Given task - Copy the lines below word for word, starting at the line that contains "If you could locate the dark" and ending with the last line.
-- begin Data excerpts --
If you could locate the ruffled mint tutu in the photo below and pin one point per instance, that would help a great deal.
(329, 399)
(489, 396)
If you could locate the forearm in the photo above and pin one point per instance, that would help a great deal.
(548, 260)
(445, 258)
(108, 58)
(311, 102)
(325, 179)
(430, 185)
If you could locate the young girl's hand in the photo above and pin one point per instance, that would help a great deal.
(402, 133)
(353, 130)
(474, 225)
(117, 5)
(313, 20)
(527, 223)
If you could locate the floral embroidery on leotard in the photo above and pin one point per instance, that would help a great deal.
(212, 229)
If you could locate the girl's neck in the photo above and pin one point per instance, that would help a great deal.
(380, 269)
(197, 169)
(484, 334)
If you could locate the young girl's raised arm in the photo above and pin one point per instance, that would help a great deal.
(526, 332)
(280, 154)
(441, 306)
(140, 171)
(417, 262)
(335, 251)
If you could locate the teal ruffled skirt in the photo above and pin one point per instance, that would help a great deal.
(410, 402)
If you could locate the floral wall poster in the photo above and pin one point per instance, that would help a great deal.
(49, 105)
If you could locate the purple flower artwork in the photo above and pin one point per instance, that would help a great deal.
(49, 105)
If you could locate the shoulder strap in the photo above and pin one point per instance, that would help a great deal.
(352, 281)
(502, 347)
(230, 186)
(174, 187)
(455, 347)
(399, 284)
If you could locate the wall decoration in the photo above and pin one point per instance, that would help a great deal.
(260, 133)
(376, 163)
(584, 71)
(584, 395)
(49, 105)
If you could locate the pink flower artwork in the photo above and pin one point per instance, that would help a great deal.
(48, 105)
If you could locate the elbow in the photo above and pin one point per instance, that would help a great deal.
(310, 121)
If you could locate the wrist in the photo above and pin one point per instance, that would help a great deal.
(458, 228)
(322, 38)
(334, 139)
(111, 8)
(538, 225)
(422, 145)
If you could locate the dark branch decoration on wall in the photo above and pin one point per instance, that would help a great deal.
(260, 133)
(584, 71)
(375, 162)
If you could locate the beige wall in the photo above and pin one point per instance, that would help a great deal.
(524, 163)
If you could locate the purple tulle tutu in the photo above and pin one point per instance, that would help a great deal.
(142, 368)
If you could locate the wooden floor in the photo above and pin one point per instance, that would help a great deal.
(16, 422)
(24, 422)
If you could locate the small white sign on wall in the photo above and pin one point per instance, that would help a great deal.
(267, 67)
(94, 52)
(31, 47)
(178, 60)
-- end Data excerpts --
Exercise output -
If you could locate the dark branch decoration on wall in the photo above and pin one point per instance, that would help a great deal.
(260, 133)
(584, 71)
(375, 162)
If you could locate the beige wall in the photo above and pin one point per instance, that would help a great deal.
(524, 163)
If you could locate the purple tulle tutu in the photo above and pin one point per instance, that would help a great deal.
(142, 368)
If you could locate the wooden floor in the photo above and pin one point per instance, that would help a great deal.
(16, 422)
(24, 422)
If you could locate the small white sign on wall in the photo above and pin one point per instance, that would help a great deal.
(267, 67)
(94, 52)
(31, 47)
(178, 60)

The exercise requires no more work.